WORK REQUIRED
Down to the last line, repeat the entries exactly.

AVAILABLE DATA
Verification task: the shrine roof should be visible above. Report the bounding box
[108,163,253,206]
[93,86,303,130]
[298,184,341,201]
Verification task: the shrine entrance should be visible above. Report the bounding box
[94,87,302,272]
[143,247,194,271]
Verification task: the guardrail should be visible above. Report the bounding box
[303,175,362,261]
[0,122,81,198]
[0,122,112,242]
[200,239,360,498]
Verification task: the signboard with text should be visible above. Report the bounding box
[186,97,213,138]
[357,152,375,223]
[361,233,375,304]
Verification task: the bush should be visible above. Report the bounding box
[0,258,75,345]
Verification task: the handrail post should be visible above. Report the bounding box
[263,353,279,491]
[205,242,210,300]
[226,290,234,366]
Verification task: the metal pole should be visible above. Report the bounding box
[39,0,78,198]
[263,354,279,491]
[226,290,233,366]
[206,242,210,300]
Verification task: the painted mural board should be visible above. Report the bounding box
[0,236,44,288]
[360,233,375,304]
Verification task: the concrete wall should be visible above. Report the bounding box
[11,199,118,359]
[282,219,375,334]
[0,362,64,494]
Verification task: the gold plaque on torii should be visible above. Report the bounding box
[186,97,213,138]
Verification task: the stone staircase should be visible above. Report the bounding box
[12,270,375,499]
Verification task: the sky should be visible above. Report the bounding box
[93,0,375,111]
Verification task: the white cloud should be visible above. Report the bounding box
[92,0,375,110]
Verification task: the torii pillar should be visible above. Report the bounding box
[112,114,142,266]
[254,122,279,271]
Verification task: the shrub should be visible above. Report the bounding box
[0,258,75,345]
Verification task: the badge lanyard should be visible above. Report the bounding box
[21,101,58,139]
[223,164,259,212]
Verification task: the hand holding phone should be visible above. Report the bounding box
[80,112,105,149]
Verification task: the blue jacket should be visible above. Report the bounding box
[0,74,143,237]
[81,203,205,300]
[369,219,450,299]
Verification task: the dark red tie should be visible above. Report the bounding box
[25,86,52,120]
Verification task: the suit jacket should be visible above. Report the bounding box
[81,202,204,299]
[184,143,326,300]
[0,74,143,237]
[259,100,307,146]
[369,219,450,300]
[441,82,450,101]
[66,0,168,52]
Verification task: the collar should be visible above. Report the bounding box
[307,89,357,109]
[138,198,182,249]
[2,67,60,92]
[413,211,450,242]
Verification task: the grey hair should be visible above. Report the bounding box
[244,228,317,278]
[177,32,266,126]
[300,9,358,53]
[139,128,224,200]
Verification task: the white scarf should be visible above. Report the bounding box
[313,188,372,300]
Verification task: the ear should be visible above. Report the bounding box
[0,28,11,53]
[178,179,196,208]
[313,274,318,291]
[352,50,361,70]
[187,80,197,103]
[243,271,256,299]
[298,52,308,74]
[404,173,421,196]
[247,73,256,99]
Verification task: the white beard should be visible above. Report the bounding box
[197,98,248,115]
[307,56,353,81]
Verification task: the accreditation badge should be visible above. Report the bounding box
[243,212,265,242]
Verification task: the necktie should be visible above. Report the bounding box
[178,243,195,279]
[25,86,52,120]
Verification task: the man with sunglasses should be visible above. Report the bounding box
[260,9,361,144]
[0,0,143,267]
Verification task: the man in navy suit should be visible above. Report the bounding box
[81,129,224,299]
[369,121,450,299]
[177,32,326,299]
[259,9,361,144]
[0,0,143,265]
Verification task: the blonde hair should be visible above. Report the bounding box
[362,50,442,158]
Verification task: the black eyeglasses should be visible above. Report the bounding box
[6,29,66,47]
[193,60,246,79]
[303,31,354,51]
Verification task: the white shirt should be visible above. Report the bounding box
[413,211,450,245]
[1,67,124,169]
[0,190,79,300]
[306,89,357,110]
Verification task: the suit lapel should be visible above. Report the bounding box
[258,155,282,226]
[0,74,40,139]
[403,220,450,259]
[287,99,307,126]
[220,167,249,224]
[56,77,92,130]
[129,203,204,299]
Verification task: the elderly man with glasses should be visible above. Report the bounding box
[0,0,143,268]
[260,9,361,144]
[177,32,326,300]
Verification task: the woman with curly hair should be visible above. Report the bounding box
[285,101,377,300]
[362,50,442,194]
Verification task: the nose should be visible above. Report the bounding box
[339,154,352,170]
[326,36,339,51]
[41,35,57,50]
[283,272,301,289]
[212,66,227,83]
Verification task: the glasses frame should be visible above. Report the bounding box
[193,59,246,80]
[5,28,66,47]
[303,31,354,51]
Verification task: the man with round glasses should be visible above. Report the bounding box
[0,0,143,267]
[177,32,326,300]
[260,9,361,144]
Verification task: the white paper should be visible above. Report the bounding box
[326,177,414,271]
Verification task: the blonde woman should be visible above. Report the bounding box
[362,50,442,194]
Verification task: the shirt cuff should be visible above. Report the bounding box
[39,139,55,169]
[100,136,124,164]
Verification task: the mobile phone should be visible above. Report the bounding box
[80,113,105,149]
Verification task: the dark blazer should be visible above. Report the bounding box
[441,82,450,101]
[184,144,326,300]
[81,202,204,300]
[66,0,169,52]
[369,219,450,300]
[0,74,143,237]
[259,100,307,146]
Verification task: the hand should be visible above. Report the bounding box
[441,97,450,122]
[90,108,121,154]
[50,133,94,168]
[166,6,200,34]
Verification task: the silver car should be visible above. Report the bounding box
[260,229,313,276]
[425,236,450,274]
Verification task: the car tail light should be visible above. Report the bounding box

SOLUTION TO THE PROBLEM
Verification task: the shrine roof should be visible above. Report the bounding box
[108,163,253,206]
[93,86,303,130]
[298,184,341,201]
Verification task: the shrine entrance should be visible above. Report the bounding box
[94,87,302,272]
[143,247,194,271]
Verification task: the guardrail should be visible above. Report the bounding box
[303,175,362,261]
[0,122,81,198]
[0,122,112,242]
[200,239,360,498]
Verification task: the signboard with text should be visible above. Report the bounding box
[186,97,213,138]
[357,152,375,223]
[361,233,375,304]
Verification task: the bush should be visible above. Report the bounding box
[0,258,75,345]
Verification task: the handrail post should be visible above. Report the bounding box
[263,353,279,491]
[205,242,210,300]
[226,290,234,366]
Verification task: the metal pole should be visible above. Report the bounding box
[39,0,78,198]
[263,354,279,491]
[226,290,233,366]
[206,242,210,300]
Verification task: the painted mural board should be visible above. Report the bounding box
[0,236,44,288]
[360,233,375,304]
Verification task: the concrete wall should be visible above. Report the bounding box
[11,199,118,359]
[282,219,375,334]
[0,362,64,494]
Verification task: the gold plaque on torii should be visible above. Report the bounding box
[186,97,213,138]
Verification task: the stone staircase should be visible above. Report the bounding box
[12,270,375,499]
Verification task: the sky should be visible above. Report the bounding box
[93,0,375,111]
Verification task: the white cloud should be visible above. Report the bounding box
[92,0,375,110]
Verification task: the torii pillar should be visible above. Report the bounding box
[112,114,142,266]
[254,122,279,271]
Verification task: the shrub should be visible above. Report the bounding box
[0,258,75,345]
Verification task: the badge lanyard should be visible above. Report the bounding box
[21,101,58,139]
[223,164,259,212]
Verification task: the hand holding phone should be visible above. Report the bounding box
[80,112,105,149]
Verification task: the blue jacket should be visible above. Report the bounding box
[0,74,143,237]
[81,203,205,300]
[369,219,450,299]
Verification task: the dark red tie should be visible above. Report the bounding box
[25,86,52,120]
Verification task: the suit jacket should be visible above. Report the bounding box
[81,202,204,299]
[184,143,326,300]
[0,74,143,237]
[259,100,307,146]
[369,219,450,300]
[441,82,450,101]
[66,0,168,52]
Verification task: the collar should be visible above. Report the bounding box
[307,89,357,109]
[138,198,182,249]
[2,67,60,92]
[413,211,450,242]
Verification task: the grey hair should be visible above. Report the bounding box
[244,228,317,278]
[177,32,266,126]
[300,9,358,53]
[139,128,224,200]
Verification task: the white scarf should be visible above. Report the bounding box
[313,188,372,300]
Verification task: the ear should be visible above. Report the bounding box
[0,28,11,53]
[178,179,196,208]
[313,274,318,291]
[352,50,361,70]
[187,80,197,103]
[243,271,256,299]
[298,52,308,74]
[404,173,421,196]
[247,73,256,99]
Verification task: the white beard should be visible above. Report the bounding box
[197,98,248,115]
[307,56,353,81]
Verification task: the accreditation badge should be visible above. Report the bounding box
[243,212,265,242]
Verification task: the necktie should be visible above. Report the bounding box
[178,243,195,279]
[25,86,52,120]
Verification task: the man with sunglasses should be visible above. Report the bounding box
[260,9,361,144]
[0,0,143,267]
Verification task: the man in navy suit should be visible above. Report the bounding box
[81,129,224,299]
[369,121,450,299]
[177,32,326,299]
[259,9,361,144]
[0,0,143,265]
Verification task: the blonde hair should be visible above. Report the bounding box
[362,50,442,158]
Verification task: the black eyeglasses should be visible above. Report the bounding box
[6,29,66,47]
[193,60,246,79]
[303,31,354,51]
Verification task: the white shirt should be visible above. Report the bounding box
[413,211,450,245]
[1,67,124,169]
[0,190,79,300]
[306,89,357,110]
Verification task: the suit lapel should be visible above. Report the bounding box
[258,155,282,226]
[0,74,40,139]
[403,220,450,259]
[287,99,307,126]
[220,167,249,224]
[56,77,92,130]
[129,203,204,299]
Verification task: the elderly man with glasses should be visible above. Report the bounding box
[0,0,143,268]
[260,9,361,144]
[177,32,326,300]
Verification task: the woman with curly hair should be visible above. Report the bounding box
[285,101,377,300]
[362,50,442,194]
Verification task: the nose should be visible above. Report the bounding box
[339,154,352,170]
[326,36,339,51]
[41,35,57,50]
[283,272,301,289]
[212,66,227,83]
Verification task: the glasses frame should be visible above. Report the bounding box
[193,59,246,80]
[5,28,66,47]
[303,31,354,51]
Verification task: the man with round glasses should be visible above. Report the bounding box
[0,0,143,267]
[177,32,326,300]
[260,9,361,144]
Verification task: the white paper should be visible above. Report the bounding box
[326,177,414,271]
Verification task: the blonde woman should be visible above. Report the bounding box
[362,50,442,194]
Verification task: the shirt cuff should be visible above. Report the bounding box
[39,139,55,169]
[100,136,124,164]
Verification task: the mobile phone should be visible above. Report the bounding box
[80,113,105,149]
Verification task: the dark blazer should be visible above. Report the bounding box
[441,82,450,101]
[184,144,326,300]
[81,202,204,300]
[66,0,169,52]
[369,219,450,300]
[0,74,143,237]
[259,100,307,146]
Verification task: the hand should be visible above. Report the bounding box
[441,97,450,122]
[90,108,121,154]
[50,133,94,168]
[166,6,200,34]
Verification task: the silver car should be visible above. Report the bounding box
[260,229,313,276]
[425,236,450,274]
Verification task: the car tail light should be visible above. Report the bounding box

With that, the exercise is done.